» **Extrait du texte**:
Vu la procédure suivante
:
Procédure contentieuse antérieure :
La préfète de la Corse-du-Sud a déféré devant le tribunal administratif de Bastia comme prévenues d'une contravention de grande voirie prévue et réprimée par l'article
L. 2132-3 du code général de la propriété des personnes publiques la SARL Ingénierie touristique hôtelière ainsi que Mme B... A..., sa gérante, sur le fondement d'un procès-verbal de contravention de grande voirie du 18 février 2019 constatant l'occupation du domaine public maritime, au droit de l'établissement hôtelier exploité par la société Ingénierie touristique hôtelière en bordure de la plage de Cala Rossa sur la commune de Lecci (Corse-du-Sud), par l'installation, d'une part, d'une terrasse de restauration, d'autre part, de matelas et parasols et enfin de quatre engins nautiques non motorisés.
Par un jugement n° 1900283 du 17 octobre 2019, le tribunal administratif de Bastia a condamné Mme A... et la société Ingénierie touristique hôtelière à payer chacune une amende de 1 500 euros, leur a ordonné de remettre les lieux en leur état initial, sous astreinte de 1 000 euros par jour de retard au-delà d'un délai de deux mois à compter de la notification du jugement, et a autorisé l'administration à procéder d'office à cette remise en état au frais des contrevenants en cas d'inexécution dans ce même délai.
Procédure devant la Cour :
Par une requête et des mémoires, enregistrés le 17 décembre 2019, le 7 juin 2021 et le 13 juillet 2021, Mme A... et la société Ingénierie touristique hôtelière, représentées par la SELARL Cabinets d'avocats Genty, demandent à la Cour :
1°) à titre principal de surseoir à statuer sur les conclusions relatives aux matelas, parasols et à la terrasse en bois dans l'attente d'une délimitation du domaine public maritime à intervenir et d'annuler le jugement du tribunal administratif de Bastia du 17 octobre 2019 en tant seulement qu'il concerne l'infraction relative aux quatre engins non motorisés ;
2°) à titre subsidiaire, d'une part, d'annuler le jugement en tant qu'il prononce à leur encontre des condamnations à une peine d'amende et à la remise en état des lieux et, d'autre part, les relaxer des poursuites correspondantes ;
3°) de constater que les conclusions de la préfète de la Corse-du-Sud tendant à l'enlèvement des matelas et des parasols, qui ont été retirés à la fin de la saison touristique le 1er octobre 2018, étaient dépourvues d'objet ;
4°) de mettre à la charge de l'Etat la somme de 3 000 euros au titre de l'article
L. 761-1 du code de justice administrative.
Elles soutiennent que :
- le préfet ayant été saisi de demande de délimitation du domaine public maritime dans le secteur en cause, il y a lieu de surseoir à statuer dans l'attente de l'aboutissement de cette procédure ;
- les paillotes et matelas sont implantés en grande partie sur l'espace privé du Grand hôtel ;
- il en est de même de la terrasse de restauration implantée dans sa totalité sur sa propriété privée ;
- l'arrêté d'incorporation des lais et relais de la mer au domaine public dont se prévalent les ministres ne saurait valablement fixer les limites du domaine public maritime faute d'avoir été précédé d'une enquête publique et d'une procédure de délimitation ;
- la présence ponctuelle de zodiacs et de kayaks de mers sur le plan d'eau affecté à la navigation n'est pas constitutive d'une contravention de grande voirie.

» **Jeu de données**:
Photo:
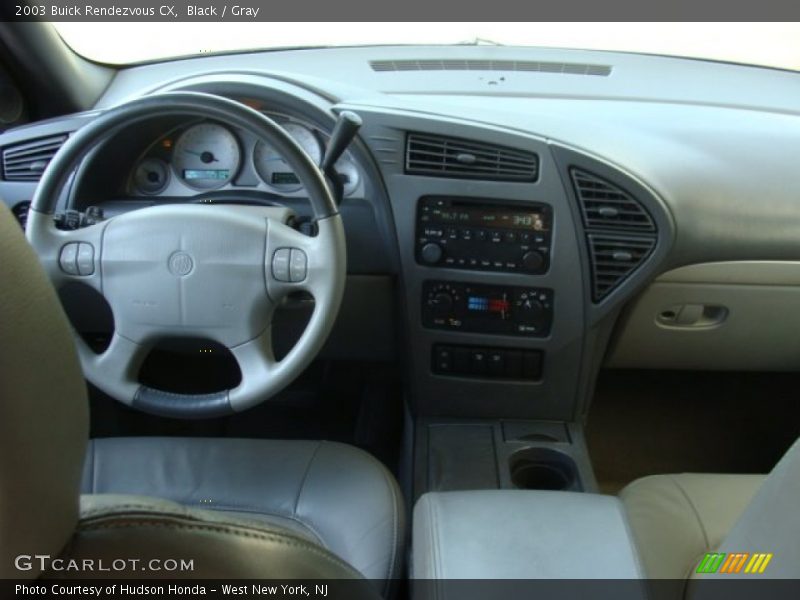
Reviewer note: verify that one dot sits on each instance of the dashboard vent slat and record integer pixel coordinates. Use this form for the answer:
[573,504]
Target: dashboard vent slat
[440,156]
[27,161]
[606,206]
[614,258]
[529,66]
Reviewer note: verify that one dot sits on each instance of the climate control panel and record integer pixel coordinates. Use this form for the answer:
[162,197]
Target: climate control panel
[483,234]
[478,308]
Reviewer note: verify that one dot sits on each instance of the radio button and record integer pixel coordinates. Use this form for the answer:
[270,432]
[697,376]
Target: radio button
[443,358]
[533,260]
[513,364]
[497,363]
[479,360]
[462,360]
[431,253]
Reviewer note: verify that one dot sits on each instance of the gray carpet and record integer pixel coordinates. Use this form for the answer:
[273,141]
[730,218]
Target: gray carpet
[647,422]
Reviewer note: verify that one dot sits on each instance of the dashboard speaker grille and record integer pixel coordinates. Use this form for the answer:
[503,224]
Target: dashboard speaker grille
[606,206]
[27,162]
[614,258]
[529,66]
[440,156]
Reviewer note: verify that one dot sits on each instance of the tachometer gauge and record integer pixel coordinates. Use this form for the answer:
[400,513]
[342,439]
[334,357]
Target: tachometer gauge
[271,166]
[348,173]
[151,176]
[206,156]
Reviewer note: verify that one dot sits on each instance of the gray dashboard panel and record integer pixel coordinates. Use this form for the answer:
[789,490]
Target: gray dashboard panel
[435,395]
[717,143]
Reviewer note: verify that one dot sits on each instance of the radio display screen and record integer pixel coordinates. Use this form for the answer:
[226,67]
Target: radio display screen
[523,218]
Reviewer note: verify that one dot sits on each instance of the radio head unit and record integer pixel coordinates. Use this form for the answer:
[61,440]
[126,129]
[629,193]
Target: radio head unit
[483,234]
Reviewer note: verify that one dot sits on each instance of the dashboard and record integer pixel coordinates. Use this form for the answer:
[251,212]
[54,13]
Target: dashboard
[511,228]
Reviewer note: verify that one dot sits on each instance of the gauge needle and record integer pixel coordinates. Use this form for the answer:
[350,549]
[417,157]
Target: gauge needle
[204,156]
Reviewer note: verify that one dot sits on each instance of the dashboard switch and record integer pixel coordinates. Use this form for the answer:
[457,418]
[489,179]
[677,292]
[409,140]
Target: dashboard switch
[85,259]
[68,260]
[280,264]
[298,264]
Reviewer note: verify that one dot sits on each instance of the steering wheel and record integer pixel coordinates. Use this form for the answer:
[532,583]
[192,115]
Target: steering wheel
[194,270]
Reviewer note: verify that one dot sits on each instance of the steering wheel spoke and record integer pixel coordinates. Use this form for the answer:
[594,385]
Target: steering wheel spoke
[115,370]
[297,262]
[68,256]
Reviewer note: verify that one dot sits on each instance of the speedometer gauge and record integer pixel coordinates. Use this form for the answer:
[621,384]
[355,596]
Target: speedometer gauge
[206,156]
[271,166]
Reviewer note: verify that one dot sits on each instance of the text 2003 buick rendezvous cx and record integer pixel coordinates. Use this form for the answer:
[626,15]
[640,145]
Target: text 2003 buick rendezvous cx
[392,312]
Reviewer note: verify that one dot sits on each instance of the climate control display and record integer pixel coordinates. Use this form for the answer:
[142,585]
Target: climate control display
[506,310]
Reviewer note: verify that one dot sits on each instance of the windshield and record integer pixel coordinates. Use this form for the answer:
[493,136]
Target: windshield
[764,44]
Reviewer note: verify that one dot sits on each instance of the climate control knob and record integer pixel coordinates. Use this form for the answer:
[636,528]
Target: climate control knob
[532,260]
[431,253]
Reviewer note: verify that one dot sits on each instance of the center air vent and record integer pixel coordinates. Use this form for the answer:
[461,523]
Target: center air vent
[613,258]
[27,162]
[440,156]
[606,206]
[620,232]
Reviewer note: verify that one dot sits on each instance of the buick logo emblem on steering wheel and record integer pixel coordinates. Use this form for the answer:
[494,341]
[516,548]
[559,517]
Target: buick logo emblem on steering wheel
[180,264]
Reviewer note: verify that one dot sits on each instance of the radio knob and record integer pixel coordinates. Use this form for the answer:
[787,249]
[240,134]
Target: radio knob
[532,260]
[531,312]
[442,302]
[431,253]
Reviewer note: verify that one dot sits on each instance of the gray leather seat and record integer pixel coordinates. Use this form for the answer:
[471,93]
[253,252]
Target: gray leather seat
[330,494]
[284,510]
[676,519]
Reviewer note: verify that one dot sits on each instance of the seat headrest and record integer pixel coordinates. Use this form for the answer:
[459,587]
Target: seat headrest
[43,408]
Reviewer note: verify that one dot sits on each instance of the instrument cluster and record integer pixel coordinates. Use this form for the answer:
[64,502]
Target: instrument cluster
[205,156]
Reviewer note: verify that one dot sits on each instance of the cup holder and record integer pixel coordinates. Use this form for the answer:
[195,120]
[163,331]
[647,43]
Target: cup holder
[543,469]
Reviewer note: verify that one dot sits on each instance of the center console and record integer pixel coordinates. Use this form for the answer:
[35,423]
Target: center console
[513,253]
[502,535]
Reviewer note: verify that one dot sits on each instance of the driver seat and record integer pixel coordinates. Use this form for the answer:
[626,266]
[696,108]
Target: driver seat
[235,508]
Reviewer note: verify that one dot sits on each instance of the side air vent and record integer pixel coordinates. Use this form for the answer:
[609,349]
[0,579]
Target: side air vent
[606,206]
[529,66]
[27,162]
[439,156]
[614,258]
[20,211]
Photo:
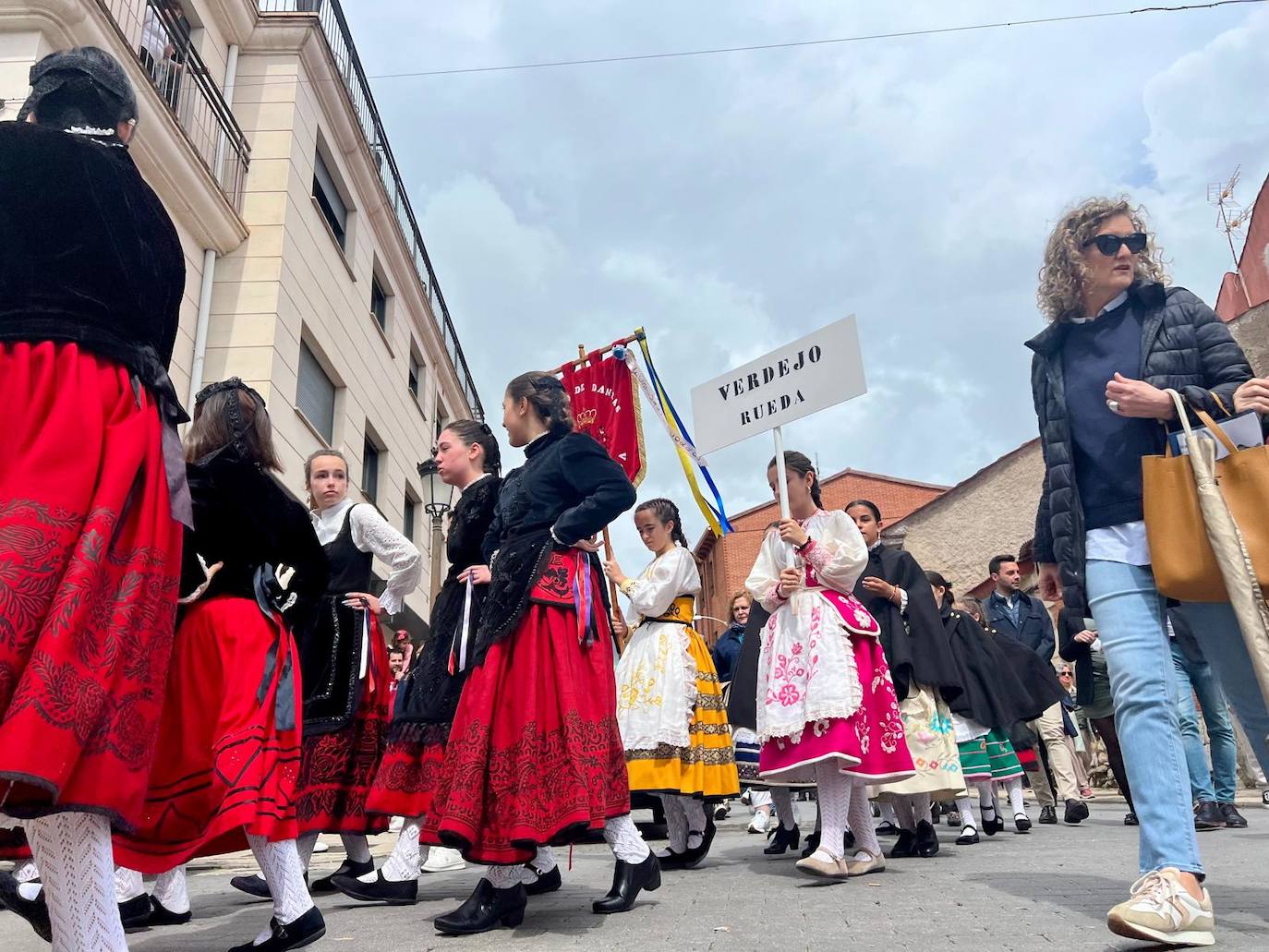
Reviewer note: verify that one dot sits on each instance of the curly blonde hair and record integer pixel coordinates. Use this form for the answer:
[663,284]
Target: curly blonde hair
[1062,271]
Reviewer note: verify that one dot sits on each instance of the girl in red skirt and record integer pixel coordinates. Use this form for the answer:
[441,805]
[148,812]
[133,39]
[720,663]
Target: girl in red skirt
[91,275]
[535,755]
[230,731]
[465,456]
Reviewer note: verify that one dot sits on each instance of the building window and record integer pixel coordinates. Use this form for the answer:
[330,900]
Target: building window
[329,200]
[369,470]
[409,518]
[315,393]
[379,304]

» **Les consignes**:
(1) Indiquez si chacune des affirmations suivantes concorde avec l'extrait sur la contravention de grande voirie, en répondant par oui ou par non et en citant à l'identique les mots décisifs du texte. (a) Le tribunal administratif de Bastia a infligé à chacune des prévenues une amende de 1 500 euros. (b) Le procès-verbal de contravention de grande voirie est daté du 17 octobre 2019. (c) Les requérantes demandent que l'Etat supporte la somme de 5 000 euros.
(2) Reproduisez fidèlement le passage de l'extrait sur la contravention de grande voirie qui va de « Elles soutiennent que » à « de grande voirie. ».
(3) Rédigez la suite de l'extrait sur la contravention de grande voirie à partir du point où il s'interrompt.
On peut se passer entièrement de ces données.

» **Réponses par consigne**:
(1)
(a) Oui : « a condamné Mme A... et la société Ingénierie touristique hôtelière à payer chacune une amende de 1 500 euros »
(b) Non : « procès-verbal de contravention de grande voirie du 18 février 2019 »
(c) Non : « de mettre à la charge de l'Etat la somme de 3 000 euros »

(2)
Elles soutiennent que :
- le préfet ayant été saisi de demande de délimitation du domaine public maritime dans le secteur en cause, il y a lieu de surseoir à statuer dans l'attente de l'aboutissement de cette procédure ;
- les paillotes et matelas sont implantés en grande partie sur l'espace privé du Grand hôtel ;
- il en est de même de la terrasse de restauration implantée dans sa totalité sur sa propriété privée ;
- l'arrêté d'incorporation des lais et relais de la mer au domaine public dont se prévalent les ministres ne saurait valablement fixer les limites du domaine public maritime faute d'avoir été précédé d'une enquête publique et d'une procédure de délimitation ;
- la présence ponctuelle de zodiacs et de kayaks de mers sur le plan d'eau affecté à la navigation n'est pas constitutive d'une contravention de grande voirie.

(3)
Par des mémoires en défense, enregistrés le 25 mars 2021 et le 7 juillet 2021, la ministre de la transition écologique et la ministre de la mer concluent au rejet de la requête.
Elles soutiennent que les moyens soulevés par Mme A... et la société Ingénierie touristique hôtelière ne sont pas fondés.
Un courrier du 8 mars 2021 adressé aux parties en application des dispositions de l'article
R. 611-11-1 du code de justice administrative, les a informées de la période à laquelle il est envisagé d'appeler l'affaire à l'audience et a indiqué la date à partir de laquelle l'instruction pourra être close dans les conditions prévues par le dernier alinéa de l'article
R. 613-1 et le dernier alinéa de l'article R. 613-2.
La clôture immédiate de l'instruction a été prononcée par ordonnance du 10 août 2021, en application des articles
R. 611-11-1 et
R. 613-1 du code de justice administrative.
Des mémoires présentés pour Mme A... et la société Ingénierie touristique hôtelière ont été enregistrés le 8 octobre et le 11 octobre 2021.
Vu les autres pièces du dossier.
Vu :
- le code général de la propriété des personnes publiques ;
- le décret n° 2003-172 du 25 février 2003 ;
- le code de justice administrative.
Les parties ont été régulièrement averties du jour de l'audience.
Ont été entendus au cours de l'audience publique :
- le rapport de M. Guidal,
- les conclusions de M. Chanon, rapporteur public,
- et les observations de Me Gohier, représentant Mme A... et la société Ingénierie touristique hôtelière.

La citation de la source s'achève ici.